(Saved entries)
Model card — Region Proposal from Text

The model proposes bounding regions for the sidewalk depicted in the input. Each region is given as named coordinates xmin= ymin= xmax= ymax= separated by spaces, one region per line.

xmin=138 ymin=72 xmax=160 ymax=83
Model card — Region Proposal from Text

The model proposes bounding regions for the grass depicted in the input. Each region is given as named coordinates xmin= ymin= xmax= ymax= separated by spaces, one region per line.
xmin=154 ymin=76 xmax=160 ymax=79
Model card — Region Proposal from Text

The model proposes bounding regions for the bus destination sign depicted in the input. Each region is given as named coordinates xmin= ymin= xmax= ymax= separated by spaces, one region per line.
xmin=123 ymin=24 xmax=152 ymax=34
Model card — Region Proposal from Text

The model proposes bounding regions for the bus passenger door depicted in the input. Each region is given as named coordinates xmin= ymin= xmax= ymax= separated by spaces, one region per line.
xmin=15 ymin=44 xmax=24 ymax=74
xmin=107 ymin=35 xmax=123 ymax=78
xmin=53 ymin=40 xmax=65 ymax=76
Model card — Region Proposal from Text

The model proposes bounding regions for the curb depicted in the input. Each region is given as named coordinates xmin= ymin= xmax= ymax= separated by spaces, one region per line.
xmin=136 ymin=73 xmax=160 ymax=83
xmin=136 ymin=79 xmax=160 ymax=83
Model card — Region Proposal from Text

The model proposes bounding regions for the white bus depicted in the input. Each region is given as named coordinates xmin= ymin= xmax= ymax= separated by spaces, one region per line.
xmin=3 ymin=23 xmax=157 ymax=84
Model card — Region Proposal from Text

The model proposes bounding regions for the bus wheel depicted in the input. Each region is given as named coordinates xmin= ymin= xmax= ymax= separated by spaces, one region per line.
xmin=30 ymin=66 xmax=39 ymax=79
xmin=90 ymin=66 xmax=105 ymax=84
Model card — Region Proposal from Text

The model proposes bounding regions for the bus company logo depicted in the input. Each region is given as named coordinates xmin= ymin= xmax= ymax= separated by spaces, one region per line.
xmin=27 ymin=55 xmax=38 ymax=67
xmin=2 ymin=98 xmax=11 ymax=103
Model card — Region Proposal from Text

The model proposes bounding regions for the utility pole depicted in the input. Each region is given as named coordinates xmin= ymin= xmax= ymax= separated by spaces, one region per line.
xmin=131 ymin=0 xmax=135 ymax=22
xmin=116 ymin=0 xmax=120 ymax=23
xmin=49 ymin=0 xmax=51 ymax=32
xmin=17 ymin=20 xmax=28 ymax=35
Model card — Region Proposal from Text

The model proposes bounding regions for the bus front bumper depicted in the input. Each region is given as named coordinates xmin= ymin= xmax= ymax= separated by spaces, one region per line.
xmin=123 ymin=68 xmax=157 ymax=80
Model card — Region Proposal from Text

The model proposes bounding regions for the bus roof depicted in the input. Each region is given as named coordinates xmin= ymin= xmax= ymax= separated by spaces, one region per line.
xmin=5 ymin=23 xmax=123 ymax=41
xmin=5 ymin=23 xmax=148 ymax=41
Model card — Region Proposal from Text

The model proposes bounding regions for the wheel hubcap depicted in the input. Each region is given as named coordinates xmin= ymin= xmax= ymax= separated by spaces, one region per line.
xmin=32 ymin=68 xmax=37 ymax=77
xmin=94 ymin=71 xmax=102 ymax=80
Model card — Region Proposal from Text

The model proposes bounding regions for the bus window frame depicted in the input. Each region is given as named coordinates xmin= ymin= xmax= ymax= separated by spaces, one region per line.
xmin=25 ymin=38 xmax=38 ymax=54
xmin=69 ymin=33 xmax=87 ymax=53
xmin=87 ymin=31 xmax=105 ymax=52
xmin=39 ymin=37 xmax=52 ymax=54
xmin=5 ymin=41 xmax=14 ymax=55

# WHAT THE TASK REQUIRES:
All of the records above are to be repeated exactly.

# COMPLETED TASK:
Model card — Region Proposal from Text

The model proposes bounding regions for the sidewalk depicted in the input. Each region is given as named coordinates xmin= ymin= xmax= ymax= separated by spaces, one region per line.

xmin=138 ymin=72 xmax=160 ymax=83
Model card — Region Proposal from Text

The model proposes bounding regions for the grass depicted in the input. Each region is given as named coordinates xmin= ymin= xmax= ymax= separated by spaces, one region per line.
xmin=154 ymin=76 xmax=160 ymax=79
Model card — Region Proposal from Text

The model proposes bounding regions for the bus destination sign depicted in the input. Each region is given as named coordinates xmin= ymin= xmax= ymax= separated by spaces, one region per line.
xmin=123 ymin=24 xmax=152 ymax=34
Model card — Region Proposal from Text

The model proposes bounding regions for the bus passenger door depicted in the input. Each region is given as named coordinates xmin= ymin= xmax= ymax= separated by spaces, one region per line.
xmin=15 ymin=44 xmax=24 ymax=74
xmin=107 ymin=35 xmax=123 ymax=78
xmin=53 ymin=40 xmax=65 ymax=76
Model card — Region Proposal from Text

The model proposes bounding regions for the curb depicted in the input. Each region is given as named coordinates xmin= ymin= xmax= ymax= separated by spaces, one region per line.
xmin=136 ymin=73 xmax=160 ymax=83
xmin=136 ymin=79 xmax=160 ymax=83
Model card — Region Proposal from Text

The model proposes bounding regions for the white bus depicted in the input. Each region is given as named coordinates xmin= ymin= xmax= ymax= separated by spaces, one region per line.
xmin=3 ymin=23 xmax=157 ymax=84
Model card — Region Proposal from Text

The model proposes bounding regions for the bus wheel depicted in the input. Each region is given as named coordinates xmin= ymin= xmax= ymax= separated by spaces, one region per line.
xmin=30 ymin=66 xmax=39 ymax=79
xmin=90 ymin=66 xmax=105 ymax=84
Model card — Region Proposal from Text

The model proposes bounding regions for the bus company logo depicted in the input. Each region is given as named coordinates xmin= ymin= xmax= ymax= separated by spaces, one region per line.
xmin=27 ymin=55 xmax=38 ymax=67
xmin=2 ymin=98 xmax=11 ymax=103
Model card — Region Proposal from Text

The model proposes bounding regions for the utility pole depicted in the input. Each region is given as named coordinates xmin= ymin= xmax= ymax= separated by spaces, one region per line.
xmin=131 ymin=0 xmax=135 ymax=22
xmin=116 ymin=0 xmax=120 ymax=23
xmin=49 ymin=0 xmax=51 ymax=32
xmin=17 ymin=20 xmax=28 ymax=35
Model card — Region Proposal from Text

The model proposes bounding regions for the bus front bumper depicted in the input. Each region is given as named coordinates xmin= ymin= xmax= ymax= separated by spaces, one region per line.
xmin=123 ymin=68 xmax=157 ymax=80
Model card — Region Proposal from Text

The model proposes bounding regions for the bus roof depicted in the input. Each region is given as named coordinates xmin= ymin= xmax= ymax= separated by spaces, one region per line.
xmin=5 ymin=23 xmax=123 ymax=41
xmin=5 ymin=23 xmax=148 ymax=41
Model card — Region Proposal from Text

The model proposes bounding regions for the wheel hubcap depicted in the input. Each region is given as named coordinates xmin= ymin= xmax= ymax= separated by spaces, one region per line.
xmin=32 ymin=68 xmax=37 ymax=77
xmin=94 ymin=71 xmax=102 ymax=80
Model card — Region Proposal from Text

The model proposes bounding regions for the bus window frame depicted in the input. Each region is given as named coordinates xmin= ymin= xmax= ymax= separated by spaces, one region per line.
xmin=25 ymin=38 xmax=38 ymax=54
xmin=69 ymin=33 xmax=87 ymax=53
xmin=87 ymin=31 xmax=105 ymax=52
xmin=39 ymin=37 xmax=52 ymax=54
xmin=5 ymin=41 xmax=14 ymax=55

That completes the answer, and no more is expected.